Vorliegender Datenbestand:
******
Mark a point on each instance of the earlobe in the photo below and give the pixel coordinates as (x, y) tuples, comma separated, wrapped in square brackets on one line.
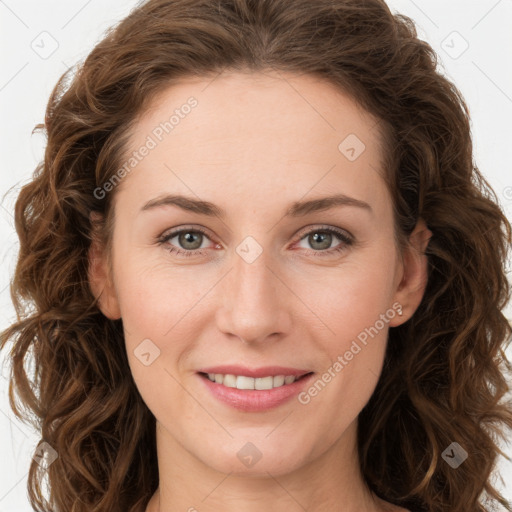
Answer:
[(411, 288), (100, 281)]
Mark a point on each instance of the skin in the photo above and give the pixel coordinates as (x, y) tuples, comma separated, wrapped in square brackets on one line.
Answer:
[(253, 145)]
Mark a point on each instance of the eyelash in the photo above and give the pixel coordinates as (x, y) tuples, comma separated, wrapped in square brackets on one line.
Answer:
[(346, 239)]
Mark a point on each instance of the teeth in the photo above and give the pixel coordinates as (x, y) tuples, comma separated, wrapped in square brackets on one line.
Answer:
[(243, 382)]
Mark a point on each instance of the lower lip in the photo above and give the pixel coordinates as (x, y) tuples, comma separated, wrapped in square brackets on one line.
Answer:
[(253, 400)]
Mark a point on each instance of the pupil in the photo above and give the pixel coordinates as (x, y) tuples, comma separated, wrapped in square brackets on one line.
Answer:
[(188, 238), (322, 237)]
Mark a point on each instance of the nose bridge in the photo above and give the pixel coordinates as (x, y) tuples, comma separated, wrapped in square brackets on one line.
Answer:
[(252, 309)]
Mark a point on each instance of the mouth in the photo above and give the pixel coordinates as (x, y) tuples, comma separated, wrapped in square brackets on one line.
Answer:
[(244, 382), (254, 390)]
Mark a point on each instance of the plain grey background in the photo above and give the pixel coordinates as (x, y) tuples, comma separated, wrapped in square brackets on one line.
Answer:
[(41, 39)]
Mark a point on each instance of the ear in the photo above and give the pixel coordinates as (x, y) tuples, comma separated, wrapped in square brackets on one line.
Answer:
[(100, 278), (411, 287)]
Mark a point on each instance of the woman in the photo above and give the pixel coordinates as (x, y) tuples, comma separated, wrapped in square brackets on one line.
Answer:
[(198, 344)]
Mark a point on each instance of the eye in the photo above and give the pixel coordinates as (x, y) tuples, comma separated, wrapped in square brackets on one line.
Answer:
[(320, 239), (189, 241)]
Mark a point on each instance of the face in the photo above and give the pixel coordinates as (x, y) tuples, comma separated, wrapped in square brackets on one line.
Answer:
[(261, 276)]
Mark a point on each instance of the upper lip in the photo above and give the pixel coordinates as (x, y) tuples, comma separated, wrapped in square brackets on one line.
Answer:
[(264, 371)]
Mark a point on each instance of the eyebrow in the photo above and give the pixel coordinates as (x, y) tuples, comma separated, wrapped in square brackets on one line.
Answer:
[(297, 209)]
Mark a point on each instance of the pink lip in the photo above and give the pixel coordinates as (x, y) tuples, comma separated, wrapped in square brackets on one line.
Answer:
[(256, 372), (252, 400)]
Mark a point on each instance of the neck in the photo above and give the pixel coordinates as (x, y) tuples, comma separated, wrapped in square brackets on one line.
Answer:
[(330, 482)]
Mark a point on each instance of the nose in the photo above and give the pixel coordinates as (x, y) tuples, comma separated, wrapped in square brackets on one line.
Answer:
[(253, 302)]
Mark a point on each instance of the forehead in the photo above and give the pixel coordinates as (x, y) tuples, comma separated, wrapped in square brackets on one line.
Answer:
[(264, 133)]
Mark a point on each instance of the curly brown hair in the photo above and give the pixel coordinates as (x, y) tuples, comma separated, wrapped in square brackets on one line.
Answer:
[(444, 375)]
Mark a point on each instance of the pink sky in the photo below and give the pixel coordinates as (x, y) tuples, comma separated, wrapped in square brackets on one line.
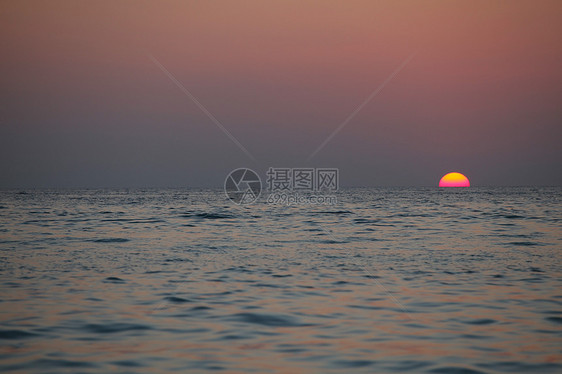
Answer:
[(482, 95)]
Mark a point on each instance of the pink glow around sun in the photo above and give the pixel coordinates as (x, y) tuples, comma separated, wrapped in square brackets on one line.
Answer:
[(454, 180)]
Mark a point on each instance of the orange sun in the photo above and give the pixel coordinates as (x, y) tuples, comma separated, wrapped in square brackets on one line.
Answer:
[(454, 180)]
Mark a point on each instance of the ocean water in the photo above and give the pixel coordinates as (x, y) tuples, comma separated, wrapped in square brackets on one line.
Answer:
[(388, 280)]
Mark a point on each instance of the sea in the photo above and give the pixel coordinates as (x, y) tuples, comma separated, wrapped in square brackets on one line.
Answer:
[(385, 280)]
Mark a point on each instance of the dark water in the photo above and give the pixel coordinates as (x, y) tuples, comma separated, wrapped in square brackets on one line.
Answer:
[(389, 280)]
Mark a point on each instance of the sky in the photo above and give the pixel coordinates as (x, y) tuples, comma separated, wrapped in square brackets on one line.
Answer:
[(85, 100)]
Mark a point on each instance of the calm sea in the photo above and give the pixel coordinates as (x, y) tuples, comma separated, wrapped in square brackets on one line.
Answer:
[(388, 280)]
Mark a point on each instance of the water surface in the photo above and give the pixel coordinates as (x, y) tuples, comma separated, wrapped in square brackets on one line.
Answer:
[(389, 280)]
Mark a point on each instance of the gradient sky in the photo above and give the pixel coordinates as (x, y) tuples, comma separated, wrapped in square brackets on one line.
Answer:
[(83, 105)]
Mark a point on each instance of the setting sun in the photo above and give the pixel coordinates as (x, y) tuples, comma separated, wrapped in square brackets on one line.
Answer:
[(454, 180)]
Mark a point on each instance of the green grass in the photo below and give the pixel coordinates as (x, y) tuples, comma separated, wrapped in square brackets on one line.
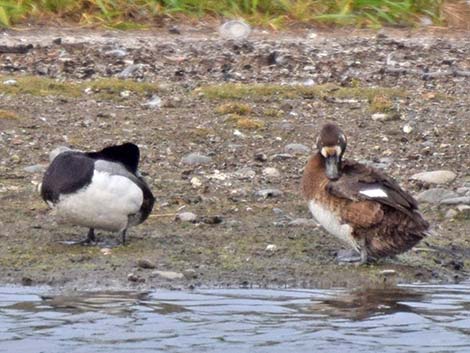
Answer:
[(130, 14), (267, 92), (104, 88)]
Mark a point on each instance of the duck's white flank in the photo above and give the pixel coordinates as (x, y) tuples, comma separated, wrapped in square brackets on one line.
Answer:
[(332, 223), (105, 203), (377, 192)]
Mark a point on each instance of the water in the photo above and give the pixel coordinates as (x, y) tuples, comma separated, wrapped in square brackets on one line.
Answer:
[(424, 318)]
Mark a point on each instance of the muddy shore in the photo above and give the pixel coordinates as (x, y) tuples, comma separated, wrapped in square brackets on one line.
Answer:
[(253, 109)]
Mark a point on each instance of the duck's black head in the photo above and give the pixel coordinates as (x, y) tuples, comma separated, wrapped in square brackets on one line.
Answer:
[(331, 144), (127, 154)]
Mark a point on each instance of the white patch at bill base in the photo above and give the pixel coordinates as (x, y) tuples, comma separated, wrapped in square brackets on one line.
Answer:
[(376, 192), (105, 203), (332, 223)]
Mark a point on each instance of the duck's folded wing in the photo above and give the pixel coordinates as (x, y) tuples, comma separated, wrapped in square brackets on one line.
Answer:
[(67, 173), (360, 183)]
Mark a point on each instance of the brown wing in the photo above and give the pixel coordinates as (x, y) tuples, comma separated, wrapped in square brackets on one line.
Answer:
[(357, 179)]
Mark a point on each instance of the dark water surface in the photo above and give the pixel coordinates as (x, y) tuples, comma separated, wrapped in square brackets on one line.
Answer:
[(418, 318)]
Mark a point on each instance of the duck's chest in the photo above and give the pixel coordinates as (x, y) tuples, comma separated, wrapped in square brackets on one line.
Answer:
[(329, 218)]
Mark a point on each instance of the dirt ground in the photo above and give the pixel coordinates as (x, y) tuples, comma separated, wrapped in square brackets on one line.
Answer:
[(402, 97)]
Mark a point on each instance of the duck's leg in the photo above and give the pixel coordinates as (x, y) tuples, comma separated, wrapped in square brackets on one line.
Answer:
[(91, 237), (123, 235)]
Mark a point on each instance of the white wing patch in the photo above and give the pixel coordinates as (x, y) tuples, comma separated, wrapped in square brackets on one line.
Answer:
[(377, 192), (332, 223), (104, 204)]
******
Aufgabenstellung:
Schreiben Sie die vollständige Auflistung oben Zeile für Zeile unverändert ab, lassen Sie dabei jedoch die Bilder weg.

Ergebnis der Übung:
Mark a point on each instance of the earlobe in the photo below and give the pixel coordinates as (x, y) tuples, comma separated, wrapped in square brackets on one line.
Answer:
[(411, 288), (100, 281)]
Mark a point on each instance of the skin in the photo above and give the pixel coordinates as (x, y) tuples, comma separated, wrapped in square brackets on one line.
Answer:
[(253, 145)]
Mark a point on each instance of the eyelash in the photo above and give the pixel coordinates as (x, y) tuples, comma separated, wrapped in square brackets on one line.
Answer:
[(346, 239)]
Mark a point on each instance of the teeth in the photo above and give the pixel coordinates as (x, y) tuples, comma separated, wrapped in square brackets on one line.
Answer:
[(243, 382)]
Mark a point on each instance of the lower lip in the photo above and give the pixel coordinates as (x, y) tuples, comma separated, wrapped in square brackets on one line.
Answer:
[(253, 400)]
Mark a point on each instance of the pupil in the photo above and give the pixel coordinates as (x, y) tuples, comma separated, wrapped in square brackets on one line.
Answer:
[(188, 238), (322, 237)]
Mark a point on each instance of the nose bridge in the photo above and give the pixel coordinates as (x, y) tuples, comma separated, wrapped in square brackets on one line.
Answer:
[(252, 309)]
Mark a point on each instance of the mouth in the photo above and give the pixel coordinates as (x, y) tuples, comma separated, wrapped in square brackets on one line.
Answer:
[(244, 382), (254, 390)]
Mark a point on each instance of the plain grey background in the photo above and give the pixel coordinates as (x, y) tuples, comma separated, wrapped in square brackets on one line.
Answer:
[(41, 39)]
Mark a point on each instance of the ear in the photo above and give the pixel coordinates as (x, y) tuples, comma separated, wrapped in square brackets on one line.
Answer:
[(100, 278), (411, 287)]
Mark a point on each instance of the woman in the photo above and give the pixel coordinates as (x, y) tuples, comma separated, wrapped in square brackets on one line.
Answer:
[(198, 344)]
Mark a point on each instance of the eye in the photo above and give the pixel coordinates as (x, y) tuples, comma separated, wrapped in square brackets on one line.
Answer:
[(320, 239), (189, 241)]
Mark a point on each instance of the face in the photo above and give the pixel coordinates as (x, y) tuples, comma separated, wrapped in square brackets on one line.
Answer:
[(261, 276)]
Mark a point on each instance of the upper lip in the photo above and give the pixel coordinates as (x, y) tuples, comma separated, wrapped in square brackets on one line.
Answer:
[(264, 371)]
Mark a point on each instance of the eyebrow in the photo above and give the pixel coordinates as (x, y) tuples, comma separated, wrapped in square brackets on one line.
Answer:
[(297, 209)]
Mark a point on each instance of the pink lip in the photo above and give the pixel coordinates as (x, y) tuples, comma separated, wrapped in square brackets on one line.
Answer:
[(256, 372), (252, 400)]
Mark a point on each instance of the neck in the photo above and give the pixel coordinates as (x, y) tuples, comma separated, wrapped in square brackets on one line.
Answer:
[(330, 482)]
Mark a point on each instance of the nose in the photo above and give the pixel coordinates as (x, y) tuples, comma separated, wrapped in square brackets on one line.
Answer:
[(253, 302)]
Mark a point on each instance of the forehead in the photo above and give the pixel coordinates as (x, y) tuples, comma separated, wrapped in square brackets on one line.
Answer:
[(264, 133)]
Mark a point on each instance of the curly brown hair in the photo above and give the pixel coordinates as (x, y) tuples, comma separated, wrapped in square brackets on one line.
Answer:
[(444, 375)]
Mark a point on each instance of the pink sky in the photo below and give the pixel coordinates as (x, y) tuples, comma separated, wrapped in square brackets on one line.
Answer:
[(482, 95)]
Mark a point on each instance of the pink glow around sun in the photo above and give the pixel coordinates as (x, y) tuples, comma separated, wrapped in square brackets on one line.
Answer:
[(454, 180)]
Mark a point on each instance of the orange sun in the photo above and give the pixel coordinates as (x, y) tuples, comma separated, wrapped in square brackets on one line.
Answer:
[(454, 180)]
Mark a point on each instance of the ocean water in the photo above and give the pixel coordinates as (x, y) tuples, comma separated, wrapped in square brackets on one line.
Answer:
[(388, 280)]
Mark a point on each instance of the sea in the photo above and give the pixel coordinates as (x, y) tuples, comma separated, wrapped in square brackets on one line.
Answer:
[(385, 280)]
Mark a point on each instance of the dark water in the photo above and give the pixel coordinates as (x, y) tuples, comma separated, wrapped in square brackets on one line.
Answer:
[(389, 280)]
Mark a point on each instance of the sky in the photo above and give the pixel coordinates as (x, y) tuples, comma separated, wrapped in square brackets on one line.
Answer:
[(85, 100)]
Mark a point on each instance of the calm sea in the photo above and give the pixel coordinates as (x, y) tuples, comma separated, wrapped in square brackets on one line.
Answer:
[(388, 280)]
Mark a point on each instance of the water surface in the photo above and give the pixel coordinates as (x, y) tuples, comma separated, wrapped in square brackets on one line.
Answer:
[(389, 280)]
Mark a point on each instance of the gradient sky in the photo above and give the pixel coordinates as (x, y) tuples, comma separated, wrapped in square brackets on one line.
Answer:
[(83, 105)]
Mark a point on each instance of the setting sun in the photo above and give the pixel coordinates as (x, y) tuples, comma separated, wrapped in square brackets on one line.
Answer:
[(454, 180)]
Mark a point on each instance of the green grass in the photo below and give the pixel coordinates as (x, y) tuples, comma separated, wrapped in square brackets on one line.
Answer:
[(130, 14), (267, 92), (104, 88)]
Mark a point on each instance of the duck's white flank in the photo above and give the pixel coordinates as (x, y) tuples, comma separated, wrapped in square brackets on one line.
Answer:
[(332, 223), (105, 203), (377, 192)]
Mark a point on each instance of the water in the photo above and give the pixel coordinates as (x, y) tuples, comma separated, wrapped in square brackets on one line.
Answer:
[(424, 318)]
Mark a point on each instance of the muddy shore in the photo above and give the pixel coordinates as (x, y) tuples, comma separated, wrapped in square brackets on one line.
Answer:
[(253, 109)]
Mark a point on each instance of the duck's black head in the photo above and give the pixel coordinates as (x, y) tuples, comma separated, wrapped in square brackets on one line.
Answer:
[(331, 144), (127, 154)]
Mark a point on each instance of the white patch at bill base in the photo above and give the pixel coordinates as (x, y) tuples, comma separated, wrapped in square brackets on one line.
Answer:
[(376, 192), (105, 203), (332, 223)]
Mark a point on each instance of the duck's folded wing in the photo above and give the pixel coordinates as (x, y) tuples, comma separated, wrapped in square brackets on one line.
Answer:
[(67, 173), (360, 183)]
Mark a point on each instance of the brown wing in the photo above and give the pixel coordinates as (x, y) tuples, comma separated, wrapped in square brackets on one line.
Answer:
[(357, 179)]
Mark a point on each instance of the dark water surface in the photo above and give the pixel coordinates as (x, y) tuples, comma separated, wrapped in square brackets on one line.
Answer:
[(418, 318)]
Mark a point on each instance of the duck's chest in the photo above and give the pixel coordinates as (x, y) tuples, comma separated, wrapped in square brackets on one line.
Answer:
[(329, 218)]
Mark a point on each instance of the dirt ground in the photo above and give the pixel coordinates as (x, y) tuples, comma separated, wrapped in square brackets on one line.
Answer:
[(402, 97)]
Mark a point on each instance of the duck's leg in the photo above and give the pixel coordinates as (x, y) tuples, comma separated, wrapped in square brackets on one line.
Answer:
[(91, 237), (123, 235)]
Mark a point on each instance of the white wing patch in the photo above and give the pixel coordinates as (x, y) tuples, comma separated, wrapped in square brackets on one line.
Answer:
[(377, 192), (332, 223), (104, 204)]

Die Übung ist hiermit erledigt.